Rows from a data collection:
>> BEGIN

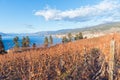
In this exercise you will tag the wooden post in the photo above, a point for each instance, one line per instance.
(111, 60)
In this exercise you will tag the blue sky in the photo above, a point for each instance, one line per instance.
(28, 16)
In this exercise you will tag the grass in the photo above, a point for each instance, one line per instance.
(85, 59)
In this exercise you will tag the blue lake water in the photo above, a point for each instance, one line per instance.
(8, 41)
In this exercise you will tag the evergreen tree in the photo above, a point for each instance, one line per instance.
(51, 40)
(27, 41)
(69, 37)
(34, 45)
(16, 43)
(80, 35)
(64, 39)
(76, 37)
(46, 42)
(2, 49)
(24, 42)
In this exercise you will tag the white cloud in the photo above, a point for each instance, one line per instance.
(107, 10)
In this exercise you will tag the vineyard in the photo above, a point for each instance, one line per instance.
(85, 59)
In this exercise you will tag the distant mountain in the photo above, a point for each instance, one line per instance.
(98, 28)
(3, 34)
(108, 27)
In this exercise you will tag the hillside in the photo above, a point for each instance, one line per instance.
(74, 60)
(107, 27)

>> END

* [REQUIREMENTS]: Copy out, without changes, the part of the rows that opens with the line containing "In this exercise you will tag the white" and continues through the last row.

* [PROBLEM SOLUTION]:
In this exercise you will tag the white cloud in the photo above, a point for each instance, one line per instance.
(107, 10)
In this exercise you will tag the vineyard in the photo above, a point for each instance, one line per instance.
(85, 59)
In this exercise you will tag the distant mountain in the photo above, a point for each instance, one line per instance.
(98, 28)
(3, 34)
(108, 27)
In this exercise you will tag the hillside in the photo above, a point for each instance, one line per instance.
(74, 60)
(107, 27)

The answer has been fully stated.